Content starts

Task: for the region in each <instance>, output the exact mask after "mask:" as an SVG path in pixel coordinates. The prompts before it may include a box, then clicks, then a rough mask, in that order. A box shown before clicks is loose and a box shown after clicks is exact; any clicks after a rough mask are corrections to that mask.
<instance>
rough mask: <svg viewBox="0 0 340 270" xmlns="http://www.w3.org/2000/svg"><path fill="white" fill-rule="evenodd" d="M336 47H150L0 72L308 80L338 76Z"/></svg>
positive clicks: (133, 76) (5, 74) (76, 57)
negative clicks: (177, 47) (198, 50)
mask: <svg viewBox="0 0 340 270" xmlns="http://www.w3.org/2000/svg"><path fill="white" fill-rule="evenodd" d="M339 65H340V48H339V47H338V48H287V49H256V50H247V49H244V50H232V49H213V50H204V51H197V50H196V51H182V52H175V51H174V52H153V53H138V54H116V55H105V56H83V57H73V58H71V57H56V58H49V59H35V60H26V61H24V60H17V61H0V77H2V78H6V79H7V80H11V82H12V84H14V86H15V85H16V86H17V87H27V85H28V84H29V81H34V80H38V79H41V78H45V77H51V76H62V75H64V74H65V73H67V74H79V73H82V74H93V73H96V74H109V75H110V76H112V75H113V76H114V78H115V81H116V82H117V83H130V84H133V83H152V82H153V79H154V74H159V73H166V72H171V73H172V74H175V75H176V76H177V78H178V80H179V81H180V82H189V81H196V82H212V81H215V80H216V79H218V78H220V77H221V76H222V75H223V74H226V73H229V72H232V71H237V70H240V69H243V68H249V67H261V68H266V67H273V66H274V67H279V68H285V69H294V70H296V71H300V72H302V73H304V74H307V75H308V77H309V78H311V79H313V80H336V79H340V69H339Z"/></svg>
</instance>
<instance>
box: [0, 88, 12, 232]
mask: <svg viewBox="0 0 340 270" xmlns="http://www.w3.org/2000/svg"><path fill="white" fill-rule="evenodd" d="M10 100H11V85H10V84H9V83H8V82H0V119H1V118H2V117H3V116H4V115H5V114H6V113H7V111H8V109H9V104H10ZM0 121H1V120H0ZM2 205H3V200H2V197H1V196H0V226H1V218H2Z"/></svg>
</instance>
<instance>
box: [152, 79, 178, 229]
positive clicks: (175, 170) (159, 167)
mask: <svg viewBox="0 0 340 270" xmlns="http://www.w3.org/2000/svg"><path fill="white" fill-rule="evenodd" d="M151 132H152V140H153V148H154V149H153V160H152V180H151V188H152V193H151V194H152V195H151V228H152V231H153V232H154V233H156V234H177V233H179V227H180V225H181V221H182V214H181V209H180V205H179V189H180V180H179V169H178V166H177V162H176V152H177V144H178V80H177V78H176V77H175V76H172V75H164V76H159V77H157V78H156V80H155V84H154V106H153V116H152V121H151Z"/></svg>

Content ends

◆ ASSIGNMENT ◆
Arrange everything from the start of the records down to and including the line containing "positive clicks: (133, 76) (5, 74) (76, 57)" as a Markdown table with the columns Row and Line. Put each line's number in Row and the line itself in Line, leave out blank lines, and include no other lines.

◆ SOLUTION ◆
| Row | Line |
|---|---|
| 1 | Task: for the region in each <instance>, output the exact mask after "mask:" as an SVG path in pixel coordinates. The prompts before it may include a box, then clicks, then a rough mask, in that order. A box shown before clicks is loose and a box shown after clicks is exact; any clicks after a rough mask are corrections to that mask. |
| 2 | <instance> |
| 3 | rough mask: <svg viewBox="0 0 340 270" xmlns="http://www.w3.org/2000/svg"><path fill="white" fill-rule="evenodd" d="M336 47H150L0 72L308 80L338 76Z"/></svg> |
| 4 | positive clicks: (133, 76) (5, 74) (76, 57) |